# Do this
Find the line that contains "Exercise. Tag every instance of the stone tile backsplash" in the entries below. Output it and each later line exactly, and nothing else.

(Records of labeled points)

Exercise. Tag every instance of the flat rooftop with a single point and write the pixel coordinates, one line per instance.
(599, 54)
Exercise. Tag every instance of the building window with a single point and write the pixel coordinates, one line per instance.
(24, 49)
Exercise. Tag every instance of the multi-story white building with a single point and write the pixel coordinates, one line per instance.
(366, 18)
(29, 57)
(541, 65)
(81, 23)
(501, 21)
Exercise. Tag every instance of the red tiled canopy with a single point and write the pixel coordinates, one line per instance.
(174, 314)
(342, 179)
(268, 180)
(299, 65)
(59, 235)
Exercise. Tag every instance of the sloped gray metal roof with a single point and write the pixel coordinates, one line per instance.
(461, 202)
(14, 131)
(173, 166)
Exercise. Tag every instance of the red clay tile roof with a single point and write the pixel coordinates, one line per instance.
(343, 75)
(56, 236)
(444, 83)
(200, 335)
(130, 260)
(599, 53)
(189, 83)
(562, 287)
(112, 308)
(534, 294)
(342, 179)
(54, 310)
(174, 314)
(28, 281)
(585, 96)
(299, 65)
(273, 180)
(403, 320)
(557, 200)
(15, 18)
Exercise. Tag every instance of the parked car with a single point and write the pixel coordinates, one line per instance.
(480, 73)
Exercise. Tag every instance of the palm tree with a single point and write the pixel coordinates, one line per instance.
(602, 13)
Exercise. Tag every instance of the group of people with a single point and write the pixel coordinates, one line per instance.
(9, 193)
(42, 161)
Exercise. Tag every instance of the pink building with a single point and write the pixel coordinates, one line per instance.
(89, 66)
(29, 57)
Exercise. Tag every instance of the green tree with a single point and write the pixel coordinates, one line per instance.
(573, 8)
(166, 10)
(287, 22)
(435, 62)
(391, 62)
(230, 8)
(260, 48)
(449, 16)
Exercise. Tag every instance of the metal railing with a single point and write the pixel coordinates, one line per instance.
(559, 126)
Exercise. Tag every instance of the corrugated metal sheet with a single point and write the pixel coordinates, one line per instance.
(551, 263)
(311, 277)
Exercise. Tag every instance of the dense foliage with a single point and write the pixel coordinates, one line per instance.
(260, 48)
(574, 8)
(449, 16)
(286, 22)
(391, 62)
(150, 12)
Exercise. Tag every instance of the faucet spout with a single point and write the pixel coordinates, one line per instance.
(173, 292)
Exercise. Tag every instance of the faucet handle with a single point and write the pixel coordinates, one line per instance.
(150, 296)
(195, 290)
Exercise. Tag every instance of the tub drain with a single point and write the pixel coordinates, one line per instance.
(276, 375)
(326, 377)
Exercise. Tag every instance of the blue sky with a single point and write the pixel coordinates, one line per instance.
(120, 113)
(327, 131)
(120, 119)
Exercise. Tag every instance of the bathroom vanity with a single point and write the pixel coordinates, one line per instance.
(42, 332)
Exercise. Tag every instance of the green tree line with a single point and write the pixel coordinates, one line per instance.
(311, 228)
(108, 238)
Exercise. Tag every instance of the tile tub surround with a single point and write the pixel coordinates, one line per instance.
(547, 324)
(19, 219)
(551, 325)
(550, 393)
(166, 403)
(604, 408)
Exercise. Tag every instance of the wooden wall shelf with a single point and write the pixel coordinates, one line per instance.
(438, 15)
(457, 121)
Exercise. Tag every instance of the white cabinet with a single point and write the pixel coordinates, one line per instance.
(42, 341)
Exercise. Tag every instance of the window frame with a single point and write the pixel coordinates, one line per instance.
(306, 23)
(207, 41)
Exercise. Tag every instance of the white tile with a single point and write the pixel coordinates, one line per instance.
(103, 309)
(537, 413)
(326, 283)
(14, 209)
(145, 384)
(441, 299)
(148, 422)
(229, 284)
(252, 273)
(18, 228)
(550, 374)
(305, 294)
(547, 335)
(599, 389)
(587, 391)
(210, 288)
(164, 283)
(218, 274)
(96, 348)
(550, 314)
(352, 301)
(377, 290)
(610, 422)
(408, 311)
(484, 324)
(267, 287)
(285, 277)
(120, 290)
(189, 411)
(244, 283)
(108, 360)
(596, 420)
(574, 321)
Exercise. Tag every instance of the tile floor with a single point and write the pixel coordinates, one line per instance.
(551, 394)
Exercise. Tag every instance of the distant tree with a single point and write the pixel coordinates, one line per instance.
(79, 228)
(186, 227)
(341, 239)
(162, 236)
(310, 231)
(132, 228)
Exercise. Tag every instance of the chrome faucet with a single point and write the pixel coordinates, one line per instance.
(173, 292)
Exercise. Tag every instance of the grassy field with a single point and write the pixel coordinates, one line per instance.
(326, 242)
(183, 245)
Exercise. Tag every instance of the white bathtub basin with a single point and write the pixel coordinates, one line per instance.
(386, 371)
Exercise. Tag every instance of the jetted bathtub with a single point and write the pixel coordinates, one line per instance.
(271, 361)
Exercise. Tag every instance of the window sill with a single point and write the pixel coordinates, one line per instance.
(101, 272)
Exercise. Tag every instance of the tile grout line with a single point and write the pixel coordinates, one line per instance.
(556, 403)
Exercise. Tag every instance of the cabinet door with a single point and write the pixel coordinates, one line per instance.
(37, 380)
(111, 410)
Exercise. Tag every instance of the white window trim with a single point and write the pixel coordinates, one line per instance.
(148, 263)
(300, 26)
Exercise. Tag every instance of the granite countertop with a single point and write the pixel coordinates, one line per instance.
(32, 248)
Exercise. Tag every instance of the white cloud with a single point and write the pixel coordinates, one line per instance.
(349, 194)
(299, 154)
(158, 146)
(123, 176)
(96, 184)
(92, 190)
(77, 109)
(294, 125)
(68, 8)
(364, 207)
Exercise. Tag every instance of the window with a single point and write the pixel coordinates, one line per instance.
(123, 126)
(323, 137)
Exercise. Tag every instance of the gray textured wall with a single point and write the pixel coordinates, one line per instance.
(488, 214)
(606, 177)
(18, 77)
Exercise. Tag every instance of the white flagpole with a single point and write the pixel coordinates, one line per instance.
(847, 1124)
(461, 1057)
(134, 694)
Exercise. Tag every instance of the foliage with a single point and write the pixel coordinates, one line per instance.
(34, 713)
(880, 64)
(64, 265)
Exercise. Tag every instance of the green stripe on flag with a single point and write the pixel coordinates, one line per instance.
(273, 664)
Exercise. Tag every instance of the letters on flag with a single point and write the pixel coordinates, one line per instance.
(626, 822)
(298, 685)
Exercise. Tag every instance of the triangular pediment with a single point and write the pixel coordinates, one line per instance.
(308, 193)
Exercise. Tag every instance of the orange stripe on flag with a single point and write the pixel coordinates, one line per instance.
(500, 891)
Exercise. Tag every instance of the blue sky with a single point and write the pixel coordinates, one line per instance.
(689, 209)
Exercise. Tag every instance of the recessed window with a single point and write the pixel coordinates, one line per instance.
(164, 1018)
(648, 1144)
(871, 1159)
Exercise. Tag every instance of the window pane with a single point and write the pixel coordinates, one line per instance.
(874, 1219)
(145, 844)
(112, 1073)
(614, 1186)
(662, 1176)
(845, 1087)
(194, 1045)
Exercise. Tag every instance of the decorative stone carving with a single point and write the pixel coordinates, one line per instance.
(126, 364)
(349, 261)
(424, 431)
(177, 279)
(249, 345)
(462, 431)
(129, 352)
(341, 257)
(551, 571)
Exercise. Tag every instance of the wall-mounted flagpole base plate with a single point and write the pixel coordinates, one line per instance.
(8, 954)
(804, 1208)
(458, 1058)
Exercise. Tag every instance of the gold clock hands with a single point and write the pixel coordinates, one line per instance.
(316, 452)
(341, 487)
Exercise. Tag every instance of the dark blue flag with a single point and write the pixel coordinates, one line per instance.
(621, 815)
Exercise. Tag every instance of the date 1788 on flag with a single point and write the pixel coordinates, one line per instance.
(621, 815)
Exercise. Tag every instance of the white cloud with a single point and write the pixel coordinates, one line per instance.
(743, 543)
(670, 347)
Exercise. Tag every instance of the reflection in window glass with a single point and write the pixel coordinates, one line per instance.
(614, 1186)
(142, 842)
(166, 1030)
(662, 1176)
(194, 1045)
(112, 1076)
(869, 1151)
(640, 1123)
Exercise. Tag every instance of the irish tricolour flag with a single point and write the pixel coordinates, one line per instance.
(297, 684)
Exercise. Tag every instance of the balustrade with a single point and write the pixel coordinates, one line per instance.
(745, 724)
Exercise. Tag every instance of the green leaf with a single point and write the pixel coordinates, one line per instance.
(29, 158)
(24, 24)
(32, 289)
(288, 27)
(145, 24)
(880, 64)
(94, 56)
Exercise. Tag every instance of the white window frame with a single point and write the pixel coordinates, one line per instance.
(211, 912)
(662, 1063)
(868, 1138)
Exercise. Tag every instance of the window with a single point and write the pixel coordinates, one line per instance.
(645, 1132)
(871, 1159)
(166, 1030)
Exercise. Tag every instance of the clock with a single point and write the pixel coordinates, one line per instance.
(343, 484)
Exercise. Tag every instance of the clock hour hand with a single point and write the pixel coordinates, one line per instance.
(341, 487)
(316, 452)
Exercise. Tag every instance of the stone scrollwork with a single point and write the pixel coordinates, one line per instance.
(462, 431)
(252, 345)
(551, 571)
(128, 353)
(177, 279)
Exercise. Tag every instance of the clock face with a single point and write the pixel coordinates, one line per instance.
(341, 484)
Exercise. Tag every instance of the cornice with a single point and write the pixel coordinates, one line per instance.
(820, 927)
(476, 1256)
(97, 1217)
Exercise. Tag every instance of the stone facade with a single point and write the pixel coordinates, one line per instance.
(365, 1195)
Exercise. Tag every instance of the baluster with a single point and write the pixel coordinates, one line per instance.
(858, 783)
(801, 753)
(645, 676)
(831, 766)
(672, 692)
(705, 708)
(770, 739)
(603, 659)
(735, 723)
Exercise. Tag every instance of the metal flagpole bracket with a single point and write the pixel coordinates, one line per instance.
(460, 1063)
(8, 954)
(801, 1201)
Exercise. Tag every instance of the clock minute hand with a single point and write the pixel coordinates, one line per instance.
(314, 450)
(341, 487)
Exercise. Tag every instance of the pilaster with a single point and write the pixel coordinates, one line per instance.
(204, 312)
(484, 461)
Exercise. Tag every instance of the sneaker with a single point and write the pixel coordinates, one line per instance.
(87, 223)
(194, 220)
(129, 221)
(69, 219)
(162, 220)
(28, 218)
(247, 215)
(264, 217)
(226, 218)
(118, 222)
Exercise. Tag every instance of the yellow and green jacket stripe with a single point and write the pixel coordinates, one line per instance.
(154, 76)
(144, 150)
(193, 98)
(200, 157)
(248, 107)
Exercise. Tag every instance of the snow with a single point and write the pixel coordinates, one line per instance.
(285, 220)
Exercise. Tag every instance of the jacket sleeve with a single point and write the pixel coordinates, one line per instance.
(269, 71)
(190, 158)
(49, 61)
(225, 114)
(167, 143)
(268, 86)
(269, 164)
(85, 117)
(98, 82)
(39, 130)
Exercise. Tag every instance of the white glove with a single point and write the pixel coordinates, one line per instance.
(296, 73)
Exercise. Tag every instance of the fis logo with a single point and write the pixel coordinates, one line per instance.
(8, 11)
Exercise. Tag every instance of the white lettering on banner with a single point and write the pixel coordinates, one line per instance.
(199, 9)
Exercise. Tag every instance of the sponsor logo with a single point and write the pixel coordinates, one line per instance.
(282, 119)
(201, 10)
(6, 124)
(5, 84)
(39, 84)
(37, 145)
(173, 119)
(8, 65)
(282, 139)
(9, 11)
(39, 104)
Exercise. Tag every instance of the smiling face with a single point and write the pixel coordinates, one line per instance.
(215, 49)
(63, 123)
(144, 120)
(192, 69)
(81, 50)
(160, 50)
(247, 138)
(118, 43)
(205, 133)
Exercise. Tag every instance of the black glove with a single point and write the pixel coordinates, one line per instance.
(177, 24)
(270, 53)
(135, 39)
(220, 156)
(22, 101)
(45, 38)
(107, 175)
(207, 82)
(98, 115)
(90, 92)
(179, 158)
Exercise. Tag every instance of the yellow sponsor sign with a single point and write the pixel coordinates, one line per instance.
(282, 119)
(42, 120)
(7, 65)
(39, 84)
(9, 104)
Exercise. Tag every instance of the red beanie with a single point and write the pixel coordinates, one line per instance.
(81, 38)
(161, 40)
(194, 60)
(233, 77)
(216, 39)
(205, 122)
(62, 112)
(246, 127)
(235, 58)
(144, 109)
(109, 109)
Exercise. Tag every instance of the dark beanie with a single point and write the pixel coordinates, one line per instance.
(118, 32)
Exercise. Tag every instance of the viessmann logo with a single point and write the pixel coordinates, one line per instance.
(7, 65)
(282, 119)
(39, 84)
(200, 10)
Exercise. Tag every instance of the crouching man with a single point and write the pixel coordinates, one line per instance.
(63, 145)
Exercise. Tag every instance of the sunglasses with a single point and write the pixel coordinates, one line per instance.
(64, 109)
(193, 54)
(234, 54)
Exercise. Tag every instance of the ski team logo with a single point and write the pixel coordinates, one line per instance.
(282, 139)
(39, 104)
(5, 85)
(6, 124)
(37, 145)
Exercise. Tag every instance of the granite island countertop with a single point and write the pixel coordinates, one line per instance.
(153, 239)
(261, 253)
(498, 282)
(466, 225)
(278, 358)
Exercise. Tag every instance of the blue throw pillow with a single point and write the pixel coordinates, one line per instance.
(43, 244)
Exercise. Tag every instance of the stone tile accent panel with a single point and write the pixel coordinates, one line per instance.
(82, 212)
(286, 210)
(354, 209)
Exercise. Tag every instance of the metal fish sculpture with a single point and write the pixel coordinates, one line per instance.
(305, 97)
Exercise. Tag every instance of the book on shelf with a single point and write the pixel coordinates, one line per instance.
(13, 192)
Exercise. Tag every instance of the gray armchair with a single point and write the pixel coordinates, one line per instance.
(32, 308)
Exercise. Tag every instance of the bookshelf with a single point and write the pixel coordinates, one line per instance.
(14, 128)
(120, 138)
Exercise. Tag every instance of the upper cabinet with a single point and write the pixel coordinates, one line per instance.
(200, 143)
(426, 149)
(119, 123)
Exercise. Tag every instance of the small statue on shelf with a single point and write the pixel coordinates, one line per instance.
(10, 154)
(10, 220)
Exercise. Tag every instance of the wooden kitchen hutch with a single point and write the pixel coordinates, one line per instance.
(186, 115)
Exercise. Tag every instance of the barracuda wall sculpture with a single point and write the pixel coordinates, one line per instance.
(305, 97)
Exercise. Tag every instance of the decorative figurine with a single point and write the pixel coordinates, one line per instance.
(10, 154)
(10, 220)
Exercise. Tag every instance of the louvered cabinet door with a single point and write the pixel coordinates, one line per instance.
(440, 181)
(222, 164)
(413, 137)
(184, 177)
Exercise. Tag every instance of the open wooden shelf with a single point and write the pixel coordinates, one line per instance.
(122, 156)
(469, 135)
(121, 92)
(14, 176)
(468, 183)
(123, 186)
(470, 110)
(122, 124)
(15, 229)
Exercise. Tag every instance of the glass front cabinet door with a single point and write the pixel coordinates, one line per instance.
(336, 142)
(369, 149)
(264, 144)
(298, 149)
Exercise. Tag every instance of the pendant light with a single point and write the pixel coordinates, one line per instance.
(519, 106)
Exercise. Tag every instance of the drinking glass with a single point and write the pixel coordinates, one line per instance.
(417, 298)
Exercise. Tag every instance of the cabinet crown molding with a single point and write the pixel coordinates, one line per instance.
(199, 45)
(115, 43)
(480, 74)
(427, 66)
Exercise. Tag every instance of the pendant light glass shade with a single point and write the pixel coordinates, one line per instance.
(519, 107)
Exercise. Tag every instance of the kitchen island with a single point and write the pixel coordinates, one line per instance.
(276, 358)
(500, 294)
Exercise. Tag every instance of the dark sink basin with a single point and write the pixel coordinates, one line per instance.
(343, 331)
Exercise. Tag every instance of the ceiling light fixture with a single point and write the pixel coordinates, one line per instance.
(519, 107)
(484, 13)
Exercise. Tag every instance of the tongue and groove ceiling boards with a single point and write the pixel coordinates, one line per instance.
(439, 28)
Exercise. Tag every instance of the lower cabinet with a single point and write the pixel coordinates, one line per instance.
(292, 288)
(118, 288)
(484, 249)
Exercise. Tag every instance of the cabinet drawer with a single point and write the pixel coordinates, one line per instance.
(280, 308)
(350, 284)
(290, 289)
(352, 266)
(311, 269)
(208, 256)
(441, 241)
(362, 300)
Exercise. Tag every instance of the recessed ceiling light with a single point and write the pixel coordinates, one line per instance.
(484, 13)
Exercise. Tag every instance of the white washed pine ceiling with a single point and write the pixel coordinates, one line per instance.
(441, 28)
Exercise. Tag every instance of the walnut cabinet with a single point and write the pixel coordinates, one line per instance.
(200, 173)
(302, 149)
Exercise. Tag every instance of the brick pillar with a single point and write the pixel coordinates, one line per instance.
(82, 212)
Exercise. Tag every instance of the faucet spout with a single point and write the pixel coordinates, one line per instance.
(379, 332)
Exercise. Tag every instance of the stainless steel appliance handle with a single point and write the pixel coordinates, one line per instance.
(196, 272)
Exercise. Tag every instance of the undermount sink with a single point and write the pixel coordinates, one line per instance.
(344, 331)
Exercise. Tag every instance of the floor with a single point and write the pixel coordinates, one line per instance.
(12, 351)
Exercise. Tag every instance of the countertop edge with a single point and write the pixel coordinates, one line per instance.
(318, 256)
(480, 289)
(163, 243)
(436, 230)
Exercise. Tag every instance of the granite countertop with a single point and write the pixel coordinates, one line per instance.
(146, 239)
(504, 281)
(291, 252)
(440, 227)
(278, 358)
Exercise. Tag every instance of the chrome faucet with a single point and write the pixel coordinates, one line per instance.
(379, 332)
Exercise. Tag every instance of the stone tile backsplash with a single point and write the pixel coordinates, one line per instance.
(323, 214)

# Completed task
Exercise. Tag every instance of the stone tile backsplash with a single point and write the pixel coordinates, one line per instance.
(323, 214)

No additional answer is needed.